◆ Challenges
(a) In the currency report, to what figure was the UK government deficit expected to shrink?
(b) Please list every line of the entries below that contains the string "surface".

◆ Excerpt to read
* * * * * * * * *
AUD Slumps as RBA’s Debelle Stamps out Rate Hike Excitement

Australian Dollar

The Australian Dollar slumped on Friday after a midday speech from Reserve Bank of Australia (RBA) Deputy Governor Guy Debelle. The board member doused hopes that the RBA was planning on hiking interest rates soon by stating that there was no significance in the fact that policymakers discussed target interest rates of 3.5%. He further explained that the RBA would not be pushed into raising interest rates before it believed the domestic economy was ready for them, just because central banks overseas had begun hiking.

Wednesday is the busiest day for Australian data, thanks to the publication of second-quarter consumer price data and a scheduled speech from Reserve Bank of Australia (RBA) Governor Philip Lowe.

Sterling

AUD/GBP tumbled before the weekend, even though the Pound had to contend with some disappointing UK public borrowing figures. The government deficit was expected to shrink from -£6.39 billion to -£4.3 billion, but instead only narrowed marginally to -£6.28 billion. This means that the government has borrowed around £2 billion more this fiscal year so far than by the same point in the previous fiscal year. However, the Pound seemed largely impervious to this, partly because last year’s borrowing figures were recently revised lower, so overall the deficit remains in better shape than expected.

Key UK data is set for release on Wednesday; the first estimate of second-quarter GDP. The economy is expected to have rebounded after the first-quarter slowdown; but by how much?

Euro

The Euro was on decidedly mixed form on Friday, as markets became divided on whether the recent rally was overdone. Thanks to comments on Thursday from European Central Bank (ECB) President Mario Draghi that discussions over QE and interest rate adjustments may take place in autumn, the common currency had surged to multi-month highs versus many of its peers. But on Friday analysts were arguing over the likelihood this actually meant any changes to monetary policy. The ECB also released its latest Survey of Professional Forecasters, with the results suggesting the Eurozone is set to continue with its current trend of strong growth but weak inflation.

Markets will have to wait until the end of the week for the most influential Eurozone data. Preliminary German consumer price index figures are scheduled for release. Will they give the markets a reason to push the Euro higher?

US Dollar

There was no US data released on Friday and, with odds of an interest rate hike below 50%, there was little reason for markets to buy into the US Dollar.
* * * * * * * * *
◆ Extracted material
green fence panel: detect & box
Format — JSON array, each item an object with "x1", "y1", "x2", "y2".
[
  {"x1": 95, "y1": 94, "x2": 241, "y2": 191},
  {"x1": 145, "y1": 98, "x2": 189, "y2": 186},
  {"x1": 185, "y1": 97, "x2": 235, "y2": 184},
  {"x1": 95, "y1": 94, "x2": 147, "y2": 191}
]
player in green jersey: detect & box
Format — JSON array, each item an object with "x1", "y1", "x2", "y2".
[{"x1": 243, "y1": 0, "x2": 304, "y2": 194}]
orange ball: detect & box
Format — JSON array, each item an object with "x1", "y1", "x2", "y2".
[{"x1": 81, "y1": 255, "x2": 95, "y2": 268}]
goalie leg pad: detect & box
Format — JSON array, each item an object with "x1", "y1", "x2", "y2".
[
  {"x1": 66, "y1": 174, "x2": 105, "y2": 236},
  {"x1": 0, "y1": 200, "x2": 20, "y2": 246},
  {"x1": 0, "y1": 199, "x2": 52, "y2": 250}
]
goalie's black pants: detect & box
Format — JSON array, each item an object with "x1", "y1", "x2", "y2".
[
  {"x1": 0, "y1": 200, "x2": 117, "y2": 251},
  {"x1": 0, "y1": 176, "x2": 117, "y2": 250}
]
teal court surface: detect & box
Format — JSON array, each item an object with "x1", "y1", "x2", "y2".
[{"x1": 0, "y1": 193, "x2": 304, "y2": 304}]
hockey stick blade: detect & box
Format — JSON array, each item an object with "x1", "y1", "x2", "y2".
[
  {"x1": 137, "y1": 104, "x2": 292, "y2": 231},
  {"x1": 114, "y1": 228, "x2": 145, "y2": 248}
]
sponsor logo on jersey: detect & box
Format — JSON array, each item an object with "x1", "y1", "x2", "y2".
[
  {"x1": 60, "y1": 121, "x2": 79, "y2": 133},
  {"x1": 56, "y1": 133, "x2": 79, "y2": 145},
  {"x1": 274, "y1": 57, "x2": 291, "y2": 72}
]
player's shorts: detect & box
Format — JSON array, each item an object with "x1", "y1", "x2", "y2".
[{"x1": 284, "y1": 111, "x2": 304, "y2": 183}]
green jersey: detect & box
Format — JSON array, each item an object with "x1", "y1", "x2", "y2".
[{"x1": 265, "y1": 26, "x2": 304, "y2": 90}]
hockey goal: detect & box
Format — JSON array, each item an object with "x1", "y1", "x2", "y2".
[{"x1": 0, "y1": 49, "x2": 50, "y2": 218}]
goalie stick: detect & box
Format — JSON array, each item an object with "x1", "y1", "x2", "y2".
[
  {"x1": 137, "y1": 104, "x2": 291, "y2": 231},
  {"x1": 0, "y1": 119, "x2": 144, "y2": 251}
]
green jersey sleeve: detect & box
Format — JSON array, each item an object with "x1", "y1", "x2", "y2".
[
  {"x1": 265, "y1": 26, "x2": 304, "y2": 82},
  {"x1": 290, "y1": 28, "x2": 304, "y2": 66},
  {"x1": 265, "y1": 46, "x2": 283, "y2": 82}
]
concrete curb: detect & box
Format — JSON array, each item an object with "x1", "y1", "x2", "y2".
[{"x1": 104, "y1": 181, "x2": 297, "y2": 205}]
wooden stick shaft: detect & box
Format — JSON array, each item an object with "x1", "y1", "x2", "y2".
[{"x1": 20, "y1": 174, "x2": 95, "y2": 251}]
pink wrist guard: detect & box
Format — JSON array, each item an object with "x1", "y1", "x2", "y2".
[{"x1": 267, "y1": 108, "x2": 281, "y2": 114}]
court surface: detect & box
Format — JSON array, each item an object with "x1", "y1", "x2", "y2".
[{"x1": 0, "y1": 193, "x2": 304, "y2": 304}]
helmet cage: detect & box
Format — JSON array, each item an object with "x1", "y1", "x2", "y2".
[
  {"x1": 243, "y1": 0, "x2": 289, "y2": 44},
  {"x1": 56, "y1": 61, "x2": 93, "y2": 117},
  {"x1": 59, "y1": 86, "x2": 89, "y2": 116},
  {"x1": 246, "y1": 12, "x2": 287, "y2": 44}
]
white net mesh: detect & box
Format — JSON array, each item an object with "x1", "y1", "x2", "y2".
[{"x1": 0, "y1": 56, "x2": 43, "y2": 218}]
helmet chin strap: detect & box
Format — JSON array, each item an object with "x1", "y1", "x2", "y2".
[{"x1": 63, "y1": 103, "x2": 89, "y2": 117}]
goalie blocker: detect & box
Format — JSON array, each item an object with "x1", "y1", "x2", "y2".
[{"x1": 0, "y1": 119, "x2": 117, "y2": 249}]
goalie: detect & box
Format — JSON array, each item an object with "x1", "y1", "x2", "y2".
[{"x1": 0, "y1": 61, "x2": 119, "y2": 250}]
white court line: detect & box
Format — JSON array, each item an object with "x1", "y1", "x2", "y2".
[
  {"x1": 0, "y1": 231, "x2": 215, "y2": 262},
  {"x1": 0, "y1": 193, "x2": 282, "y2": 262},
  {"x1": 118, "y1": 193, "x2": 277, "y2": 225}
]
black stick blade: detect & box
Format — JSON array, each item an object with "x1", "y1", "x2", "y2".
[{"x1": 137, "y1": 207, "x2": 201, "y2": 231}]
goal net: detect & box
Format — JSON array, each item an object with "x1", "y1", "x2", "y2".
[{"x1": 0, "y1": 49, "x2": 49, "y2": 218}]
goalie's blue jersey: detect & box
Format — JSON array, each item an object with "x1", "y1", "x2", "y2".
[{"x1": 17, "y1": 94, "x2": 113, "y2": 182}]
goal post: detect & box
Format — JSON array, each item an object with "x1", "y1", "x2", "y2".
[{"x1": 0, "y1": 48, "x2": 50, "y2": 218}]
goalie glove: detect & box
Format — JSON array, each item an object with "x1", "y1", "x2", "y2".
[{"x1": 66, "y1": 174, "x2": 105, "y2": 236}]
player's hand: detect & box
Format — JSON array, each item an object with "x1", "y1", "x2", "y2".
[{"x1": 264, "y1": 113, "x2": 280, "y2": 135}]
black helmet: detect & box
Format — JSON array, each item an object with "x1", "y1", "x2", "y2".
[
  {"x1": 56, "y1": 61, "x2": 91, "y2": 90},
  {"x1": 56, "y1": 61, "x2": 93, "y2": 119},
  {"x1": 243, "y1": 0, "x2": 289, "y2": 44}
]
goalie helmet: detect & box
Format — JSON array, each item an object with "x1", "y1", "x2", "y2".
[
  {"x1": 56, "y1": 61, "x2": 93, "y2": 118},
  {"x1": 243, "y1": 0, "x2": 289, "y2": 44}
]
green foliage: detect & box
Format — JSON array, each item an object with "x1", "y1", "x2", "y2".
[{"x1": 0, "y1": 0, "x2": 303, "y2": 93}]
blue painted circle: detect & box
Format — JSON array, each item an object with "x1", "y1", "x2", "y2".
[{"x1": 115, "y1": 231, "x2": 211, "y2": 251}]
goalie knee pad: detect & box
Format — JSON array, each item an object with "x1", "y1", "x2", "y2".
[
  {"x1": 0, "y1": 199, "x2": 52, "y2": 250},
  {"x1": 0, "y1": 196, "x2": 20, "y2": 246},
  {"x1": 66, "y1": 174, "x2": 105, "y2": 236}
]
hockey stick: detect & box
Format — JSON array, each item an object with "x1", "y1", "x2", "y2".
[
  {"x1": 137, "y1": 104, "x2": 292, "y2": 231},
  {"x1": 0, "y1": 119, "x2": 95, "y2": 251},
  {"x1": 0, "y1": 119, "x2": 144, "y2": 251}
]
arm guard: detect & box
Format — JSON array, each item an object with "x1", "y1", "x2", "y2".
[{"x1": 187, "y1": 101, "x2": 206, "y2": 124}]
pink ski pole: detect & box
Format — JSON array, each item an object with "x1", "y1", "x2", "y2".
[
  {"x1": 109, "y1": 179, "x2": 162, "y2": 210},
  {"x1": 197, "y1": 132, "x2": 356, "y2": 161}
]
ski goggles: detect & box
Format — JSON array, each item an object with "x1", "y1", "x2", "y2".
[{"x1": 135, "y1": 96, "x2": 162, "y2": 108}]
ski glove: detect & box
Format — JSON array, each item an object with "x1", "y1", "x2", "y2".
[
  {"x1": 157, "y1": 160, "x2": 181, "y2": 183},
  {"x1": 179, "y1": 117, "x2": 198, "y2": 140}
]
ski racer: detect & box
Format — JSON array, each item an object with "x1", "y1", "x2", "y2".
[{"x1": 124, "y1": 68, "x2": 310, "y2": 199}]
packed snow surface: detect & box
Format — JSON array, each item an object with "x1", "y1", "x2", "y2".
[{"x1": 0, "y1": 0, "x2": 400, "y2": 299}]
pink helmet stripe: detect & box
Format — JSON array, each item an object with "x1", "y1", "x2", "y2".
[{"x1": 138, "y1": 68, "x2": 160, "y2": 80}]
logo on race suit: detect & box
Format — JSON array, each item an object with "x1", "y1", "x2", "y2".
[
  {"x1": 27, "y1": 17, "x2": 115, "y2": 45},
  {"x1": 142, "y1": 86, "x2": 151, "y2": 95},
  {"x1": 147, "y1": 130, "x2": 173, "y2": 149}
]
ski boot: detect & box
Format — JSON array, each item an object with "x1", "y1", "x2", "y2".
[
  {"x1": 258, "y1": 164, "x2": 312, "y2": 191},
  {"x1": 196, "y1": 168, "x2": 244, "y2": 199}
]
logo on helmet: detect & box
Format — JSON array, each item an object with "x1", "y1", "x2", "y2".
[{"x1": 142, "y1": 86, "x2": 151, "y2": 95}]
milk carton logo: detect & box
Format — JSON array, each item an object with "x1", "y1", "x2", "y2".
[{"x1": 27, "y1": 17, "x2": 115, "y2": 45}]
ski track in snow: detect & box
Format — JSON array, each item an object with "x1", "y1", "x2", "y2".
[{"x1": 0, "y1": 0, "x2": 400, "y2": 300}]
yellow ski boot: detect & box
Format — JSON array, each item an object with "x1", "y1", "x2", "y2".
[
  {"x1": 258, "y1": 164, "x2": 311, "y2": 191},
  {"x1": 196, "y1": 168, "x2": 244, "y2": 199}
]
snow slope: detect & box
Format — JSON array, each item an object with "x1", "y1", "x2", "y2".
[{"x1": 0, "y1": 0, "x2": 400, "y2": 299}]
* * * * * * * * *
◆ Answers given
(a) -£4.3 billion

(b)
teal court surface: detect & box
court surface: detect & box
packed snow surface: detect & box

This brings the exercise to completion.